## Task directions
Could you please transcribe the data exactly, without the pictures?

## Natural language region descriptions
☆ ☆ ☆ ☆ ☆ ☆ ☆

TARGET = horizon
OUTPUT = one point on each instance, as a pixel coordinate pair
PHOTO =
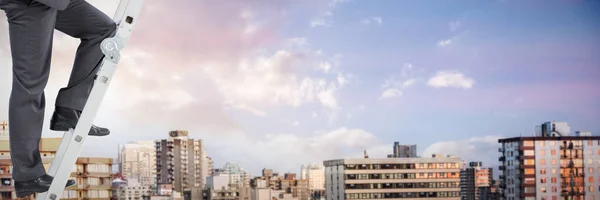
(280, 84)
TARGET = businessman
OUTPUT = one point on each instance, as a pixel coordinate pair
(31, 25)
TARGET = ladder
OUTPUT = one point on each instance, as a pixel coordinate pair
(72, 141)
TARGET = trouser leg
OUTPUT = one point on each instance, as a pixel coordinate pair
(82, 20)
(31, 28)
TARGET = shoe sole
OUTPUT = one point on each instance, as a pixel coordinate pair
(22, 194)
(56, 127)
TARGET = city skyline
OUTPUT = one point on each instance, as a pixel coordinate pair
(316, 80)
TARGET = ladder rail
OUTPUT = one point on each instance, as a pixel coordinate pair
(70, 147)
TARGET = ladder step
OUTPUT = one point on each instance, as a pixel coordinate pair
(72, 141)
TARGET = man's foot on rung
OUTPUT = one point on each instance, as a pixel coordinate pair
(38, 185)
(65, 118)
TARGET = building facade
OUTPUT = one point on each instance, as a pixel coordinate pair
(472, 178)
(374, 178)
(404, 151)
(138, 161)
(181, 161)
(553, 164)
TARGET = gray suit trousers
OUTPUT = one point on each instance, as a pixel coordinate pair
(31, 28)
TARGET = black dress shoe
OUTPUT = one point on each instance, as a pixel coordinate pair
(65, 118)
(41, 184)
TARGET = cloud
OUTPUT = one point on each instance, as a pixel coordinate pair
(391, 92)
(472, 149)
(368, 21)
(321, 22)
(446, 42)
(393, 86)
(267, 151)
(443, 43)
(450, 79)
(454, 25)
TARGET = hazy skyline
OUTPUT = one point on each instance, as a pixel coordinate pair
(278, 84)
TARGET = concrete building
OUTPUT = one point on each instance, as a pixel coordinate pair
(138, 161)
(374, 178)
(472, 178)
(404, 151)
(181, 161)
(315, 175)
(3, 130)
(93, 175)
(553, 164)
(132, 189)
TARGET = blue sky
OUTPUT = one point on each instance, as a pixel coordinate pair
(277, 84)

☆ ☆ ☆ ☆ ☆ ☆ ☆

## Response below
TARGET = horizon
OUTPUT = one point on each instance, as a pixel coordinate pair
PHOTO =
(280, 84)
TARGET = businessman
OUTPUT = one point on each instance, as a pixel coordinate pair
(31, 25)
TARGET = ladder
OUTPUT = one point on each instance, as a pixel coordinate pair
(72, 141)
TARGET = trouser leg
OUTPUT = one point on each instance, as a pixel coordinate pair
(82, 20)
(31, 28)
TARGET = shoe sole
OUTPUT = one point on each instance, as a pixel coordinate pair
(22, 194)
(56, 127)
TARGET = city skyline
OUTPUT = one point on each instance, as a pixel coordinate pair
(316, 80)
TARGET = ladder rail
OUTPUT = one point on each instance, as a pixel coordinate pair
(70, 147)
TARGET = ladder step
OUTPUT = one point on each instance, as a pixel coordinate pair
(72, 141)
TARGET = man's foot on rung
OUTPUT = one point on each instance, as a pixel coordinate pair
(38, 185)
(65, 118)
TARGET = building facade
OUTPUT = one point on each instance, as a pixel coordinate pair
(472, 178)
(374, 178)
(404, 151)
(138, 161)
(181, 161)
(553, 164)
TARGET = gray suit trousers
OUTPUT = one point on each instance, as a pixel coordinate pair
(31, 28)
TARGET = black dress shoe
OUTPUT = one point on each instance, as a pixel coordinate pair
(65, 118)
(41, 184)
TARGET = cloud
OUTPUT = one point on each instance, as a pixel coordinate pair
(391, 92)
(472, 149)
(368, 21)
(321, 22)
(446, 42)
(393, 86)
(267, 151)
(443, 43)
(450, 79)
(454, 25)
TARGET = hazy skyline
OUTPUT = one point on each instance, as a pixel coordinate pair
(278, 84)
TARGET = concrete building
OUTPUT = one point on each instance, as a pixel coordinate pair
(138, 161)
(374, 178)
(472, 178)
(404, 151)
(181, 161)
(315, 175)
(3, 130)
(93, 175)
(553, 164)
(132, 189)
TARGET = blue sky
OUTPUT = one point on each instance, as a pixel coordinate pair
(277, 84)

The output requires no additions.